#### TASKS
(A) In the passage on statistical hypothesis testing, what is the probability of five successive heads on a fair coin?
(B) Copy out the passage on statistical hypothesis testing word for word, from "Statistical tests are" to "this is so.".

┌─ PASSAGE FOR REVIEW

Statistical Hypothesis Testing

Fundamentals of Statistical Hypothesis Testing

Scientific hypotheses that are to be tested statistically are always phrased as in the form of a null hypothesis (written H_o). The null hypothesis is that there is no difference between the experimental and control groups (e.g., there are no differences due to sex or age, the drug is not poisonous, the treatment does not cure cancer, etc.). For example, in calculations involving the Chi-Square or F tests, typically the null hypothesis is that there is no difference between the means of the two groups compared. We write:

H_o: µ₁ = µ₂

(the null hypothesis is that the mean (µ) of group 1 equals the mean of group 2).

Statistical tests are attempts to reject the nullµ hypothesis. That is, we estimate the probability that the observed difference between two groups could have been obtained by chance alone. If this probability is less than some predetermined value called the significance level, usually 5% (or sometimes 1%) in biological studies, we say that we reject the null hypothesis. The result is then said to be statistically significant: this is the only correct usage of the term "significant" in science. We conclude that the experimental treatment, or the group difference, is biologically meaningful, and we proceed to analyze why this is so.

Consider a simple, non-biological example. You are tossing pennies with a Mississippi riverboat gambler, and you wonder whether the game is rigged. The null hypothesis is that the probability of heads or tails is equal on each toss (H_o: p_H = p_T). The probability of either result is 1/2: thus, the probabilities of getting 1, 2, 3 or 4 heads in a row are 1/2, 1/4, 1/8, and 1/16, respectively. The probability of the last result is 6.25%, which is greater than the 5% significance value, so a run of four heads is not quite enough evidence to cause us to be suspicious of the coin. However, if five successive tosses turn up heads (p = 1/32 = 3.125%), the probability is less than the predetermined significance level. We reject the null hypothesis at the 5% significance level, and we begin to suspect that the coin is loaded.

Thus, we make an evidence-based decision to accept or reject the null hypothesis at some pre-determined value. It is important to realize that this conclusion may or may not be correct. Our acceptance or rejection of an hypothesis, and the reality of the truth or falsity of the hypothesis, creates four possibilities, shown below.

└─
┌─ RECORDED INFORMATION

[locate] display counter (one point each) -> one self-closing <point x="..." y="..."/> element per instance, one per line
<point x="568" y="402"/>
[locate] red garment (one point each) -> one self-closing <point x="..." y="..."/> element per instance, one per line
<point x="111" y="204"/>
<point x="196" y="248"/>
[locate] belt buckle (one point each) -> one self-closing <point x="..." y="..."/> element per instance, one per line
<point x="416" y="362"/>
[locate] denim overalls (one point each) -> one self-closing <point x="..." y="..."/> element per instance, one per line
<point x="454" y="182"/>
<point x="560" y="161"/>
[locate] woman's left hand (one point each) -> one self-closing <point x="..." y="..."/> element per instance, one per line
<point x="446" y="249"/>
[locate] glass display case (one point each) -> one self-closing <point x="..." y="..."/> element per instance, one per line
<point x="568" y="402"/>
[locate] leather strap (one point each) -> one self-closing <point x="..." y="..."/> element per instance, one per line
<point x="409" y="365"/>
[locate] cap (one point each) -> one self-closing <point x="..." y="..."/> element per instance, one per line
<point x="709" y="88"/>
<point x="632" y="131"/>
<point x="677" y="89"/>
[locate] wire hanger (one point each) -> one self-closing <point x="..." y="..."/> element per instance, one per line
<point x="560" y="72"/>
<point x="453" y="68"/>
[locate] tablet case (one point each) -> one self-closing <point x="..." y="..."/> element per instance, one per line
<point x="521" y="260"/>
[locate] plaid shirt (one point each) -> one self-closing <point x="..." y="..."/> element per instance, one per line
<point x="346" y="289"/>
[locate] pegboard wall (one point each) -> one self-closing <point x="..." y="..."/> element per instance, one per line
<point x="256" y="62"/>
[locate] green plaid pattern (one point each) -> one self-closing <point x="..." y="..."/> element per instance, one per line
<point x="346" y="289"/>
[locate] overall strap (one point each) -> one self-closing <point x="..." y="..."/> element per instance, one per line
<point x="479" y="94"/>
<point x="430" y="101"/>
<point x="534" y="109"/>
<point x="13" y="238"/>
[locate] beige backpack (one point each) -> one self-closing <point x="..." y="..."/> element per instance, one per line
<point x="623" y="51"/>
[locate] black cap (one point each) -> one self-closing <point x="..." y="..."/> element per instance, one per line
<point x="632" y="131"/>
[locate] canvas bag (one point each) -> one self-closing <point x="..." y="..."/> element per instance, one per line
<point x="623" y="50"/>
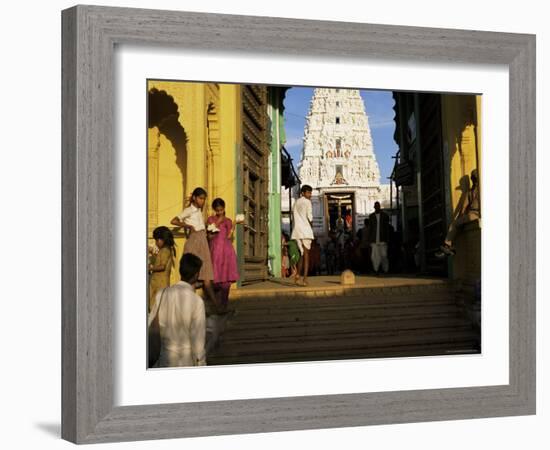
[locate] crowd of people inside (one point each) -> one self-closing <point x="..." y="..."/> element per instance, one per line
<point x="376" y="248"/>
<point x="181" y="324"/>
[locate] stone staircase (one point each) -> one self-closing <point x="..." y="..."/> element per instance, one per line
<point x="356" y="323"/>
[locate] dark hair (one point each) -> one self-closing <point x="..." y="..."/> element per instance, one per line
<point x="190" y="265"/>
<point x="166" y="235"/>
<point x="218" y="202"/>
<point x="197" y="192"/>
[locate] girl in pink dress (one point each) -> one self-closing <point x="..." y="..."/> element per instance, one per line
<point x="224" y="259"/>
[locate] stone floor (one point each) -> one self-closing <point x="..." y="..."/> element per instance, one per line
<point x="329" y="285"/>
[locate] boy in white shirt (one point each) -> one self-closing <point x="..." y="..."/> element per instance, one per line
<point x="182" y="319"/>
<point x="302" y="233"/>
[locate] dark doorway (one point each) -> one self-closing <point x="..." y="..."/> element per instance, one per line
<point x="340" y="209"/>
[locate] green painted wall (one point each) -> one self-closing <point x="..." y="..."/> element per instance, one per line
<point x="277" y="140"/>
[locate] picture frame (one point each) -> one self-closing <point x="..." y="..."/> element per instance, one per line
<point x="89" y="37"/>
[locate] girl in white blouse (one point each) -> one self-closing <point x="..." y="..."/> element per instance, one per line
<point x="197" y="243"/>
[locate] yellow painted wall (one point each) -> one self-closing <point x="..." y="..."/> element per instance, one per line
<point x="461" y="115"/>
<point x="210" y="114"/>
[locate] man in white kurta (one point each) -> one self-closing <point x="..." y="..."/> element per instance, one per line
<point x="302" y="232"/>
<point x="182" y="319"/>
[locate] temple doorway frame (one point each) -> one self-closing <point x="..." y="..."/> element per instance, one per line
<point x="339" y="195"/>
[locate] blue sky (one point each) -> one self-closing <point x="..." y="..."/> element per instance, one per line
<point x="379" y="108"/>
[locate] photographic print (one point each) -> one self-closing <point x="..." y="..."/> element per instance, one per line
<point x="291" y="224"/>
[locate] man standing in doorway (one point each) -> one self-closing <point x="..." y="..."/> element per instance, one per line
<point x="379" y="233"/>
<point x="302" y="215"/>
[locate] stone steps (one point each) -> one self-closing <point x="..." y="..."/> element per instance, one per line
<point x="317" y="328"/>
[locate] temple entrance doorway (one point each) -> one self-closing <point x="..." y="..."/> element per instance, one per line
<point x="340" y="212"/>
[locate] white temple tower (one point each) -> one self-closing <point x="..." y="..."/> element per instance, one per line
<point x="338" y="162"/>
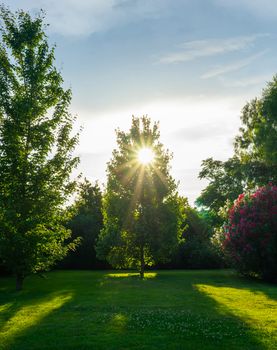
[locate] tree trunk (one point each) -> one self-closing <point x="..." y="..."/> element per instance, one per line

└─

#### TASK RESULTS
(A) 1/32, or 3.125%.

(B)
Statistical tests are attempts to reject the nullµ hypothesis. That is, we estimate the probability that the observed difference between two groups could have been obtained by chance alone. If this probability is less than some predetermined value called the significance level, usually 5% (or sometimes 1%) in biological studies, we say that we reject the null hypothesis. The result is then said to be statistically significant: this is the only correct usage of the term "significant" in science. We conclude that the experimental treatment, or the group difference, is biologically meaningful, and we proceed to analyze why this is so.